__EXERCISE DETAILS__:
Go through the lines below and copy any that hold the string "like".

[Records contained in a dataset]
Segment Open
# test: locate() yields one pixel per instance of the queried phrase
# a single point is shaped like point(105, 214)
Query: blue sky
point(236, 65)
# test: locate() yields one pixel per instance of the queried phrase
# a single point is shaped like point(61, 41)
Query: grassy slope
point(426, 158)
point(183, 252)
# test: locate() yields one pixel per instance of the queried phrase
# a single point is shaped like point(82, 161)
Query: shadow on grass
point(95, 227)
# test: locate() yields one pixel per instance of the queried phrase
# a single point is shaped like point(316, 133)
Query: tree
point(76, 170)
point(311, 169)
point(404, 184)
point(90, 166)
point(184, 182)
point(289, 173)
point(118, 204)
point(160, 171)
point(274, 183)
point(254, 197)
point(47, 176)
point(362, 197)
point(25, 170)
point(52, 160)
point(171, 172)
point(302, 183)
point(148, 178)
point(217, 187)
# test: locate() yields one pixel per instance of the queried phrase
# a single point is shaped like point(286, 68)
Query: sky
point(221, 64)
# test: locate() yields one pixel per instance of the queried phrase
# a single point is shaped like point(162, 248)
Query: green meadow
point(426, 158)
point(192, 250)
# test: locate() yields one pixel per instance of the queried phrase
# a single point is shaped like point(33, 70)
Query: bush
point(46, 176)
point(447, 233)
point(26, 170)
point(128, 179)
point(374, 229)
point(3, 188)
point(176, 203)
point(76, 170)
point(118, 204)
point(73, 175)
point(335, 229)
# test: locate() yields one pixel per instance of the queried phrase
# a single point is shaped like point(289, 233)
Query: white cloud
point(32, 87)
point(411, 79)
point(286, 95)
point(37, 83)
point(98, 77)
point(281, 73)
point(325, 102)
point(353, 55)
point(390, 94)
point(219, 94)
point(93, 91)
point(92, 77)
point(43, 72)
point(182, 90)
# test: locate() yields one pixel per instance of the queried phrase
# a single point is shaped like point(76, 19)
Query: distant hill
Segment Closed
__SOLUTION TO THIS PROBLEM__:
# a single point is shaped like point(105, 214)
# a single point is shaped like point(61, 41)
# a single point is shaped like point(82, 161)
# a single point is shaped like point(316, 133)
# a single point is shaped like point(286, 68)
# a single point is shaped like point(162, 248)
# a single point is shaped like point(33, 70)
# a single point is shaped like point(289, 233)
# a single point is shaped like point(76, 19)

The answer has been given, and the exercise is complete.